__Goal__: Update the records below by replacing "this frame" with "this image" wherever it occurs. Leave everything else unchanged.

__Material for the task__:
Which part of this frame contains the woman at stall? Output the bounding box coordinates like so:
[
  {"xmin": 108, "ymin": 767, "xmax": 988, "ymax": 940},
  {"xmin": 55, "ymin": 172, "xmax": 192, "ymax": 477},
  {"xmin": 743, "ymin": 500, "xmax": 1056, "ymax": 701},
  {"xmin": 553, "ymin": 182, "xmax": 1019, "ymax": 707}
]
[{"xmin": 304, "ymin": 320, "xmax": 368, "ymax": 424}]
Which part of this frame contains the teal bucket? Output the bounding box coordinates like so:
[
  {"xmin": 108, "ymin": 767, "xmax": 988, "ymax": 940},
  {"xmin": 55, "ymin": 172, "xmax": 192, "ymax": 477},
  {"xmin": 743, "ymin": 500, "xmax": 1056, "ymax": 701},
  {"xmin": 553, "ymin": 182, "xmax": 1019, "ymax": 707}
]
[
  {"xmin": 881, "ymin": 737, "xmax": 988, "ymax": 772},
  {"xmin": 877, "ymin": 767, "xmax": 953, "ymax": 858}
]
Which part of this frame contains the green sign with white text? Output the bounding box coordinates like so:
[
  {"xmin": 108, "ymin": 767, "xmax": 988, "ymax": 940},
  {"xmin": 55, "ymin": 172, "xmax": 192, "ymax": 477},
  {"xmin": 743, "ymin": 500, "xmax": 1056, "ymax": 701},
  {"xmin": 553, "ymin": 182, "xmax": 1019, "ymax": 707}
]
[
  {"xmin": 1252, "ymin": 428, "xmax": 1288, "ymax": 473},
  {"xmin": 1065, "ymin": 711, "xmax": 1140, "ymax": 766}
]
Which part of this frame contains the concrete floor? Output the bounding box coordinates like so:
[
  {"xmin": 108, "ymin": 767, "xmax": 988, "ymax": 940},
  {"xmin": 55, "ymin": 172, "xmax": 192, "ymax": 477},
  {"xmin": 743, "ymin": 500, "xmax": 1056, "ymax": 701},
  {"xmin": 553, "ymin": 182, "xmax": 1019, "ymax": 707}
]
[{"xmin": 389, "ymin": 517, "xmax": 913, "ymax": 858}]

__Task result__:
Which part of this image contains the woman at stall? Output the bounding box coordinates like so:
[
  {"xmin": 108, "ymin": 767, "xmax": 988, "ymax": 940},
  {"xmin": 55, "ymin": 172, "xmax": 192, "ymax": 477},
  {"xmin": 743, "ymin": 500, "xmax": 1056, "ymax": 701},
  {"xmin": 553, "ymin": 182, "xmax": 1019, "ymax": 707}
]
[{"xmin": 304, "ymin": 320, "xmax": 368, "ymax": 424}]
Which part of this image contains the teal bucket? Output the bounding box coordinates like so:
[
  {"xmin": 108, "ymin": 767, "xmax": 988, "ymax": 940},
  {"xmin": 55, "ymin": 172, "xmax": 192, "ymax": 477},
  {"xmin": 743, "ymin": 500, "xmax": 1056, "ymax": 701},
  {"xmin": 553, "ymin": 182, "xmax": 1019, "ymax": 707}
]
[
  {"xmin": 881, "ymin": 737, "xmax": 988, "ymax": 772},
  {"xmin": 877, "ymin": 767, "xmax": 953, "ymax": 858}
]
Which part of this image contains the green sign with white text? Output the bounding box coordinates like so:
[
  {"xmin": 108, "ymin": 767, "xmax": 988, "ymax": 940},
  {"xmin": 55, "ymin": 172, "xmax": 192, "ymax": 477},
  {"xmin": 743, "ymin": 500, "xmax": 1056, "ymax": 701},
  {"xmin": 553, "ymin": 182, "xmax": 1019, "ymax": 707}
]
[
  {"xmin": 1252, "ymin": 428, "xmax": 1288, "ymax": 473},
  {"xmin": 1065, "ymin": 711, "xmax": 1140, "ymax": 766}
]
Which part of this image contains the concrete floor? Output the bounding box coordinates like so:
[
  {"xmin": 108, "ymin": 767, "xmax": 988, "ymax": 940},
  {"xmin": 55, "ymin": 172, "xmax": 192, "ymax": 477},
  {"xmin": 743, "ymin": 500, "xmax": 1056, "ymax": 701},
  {"xmin": 553, "ymin": 182, "xmax": 1019, "ymax": 707}
]
[{"xmin": 389, "ymin": 517, "xmax": 913, "ymax": 858}]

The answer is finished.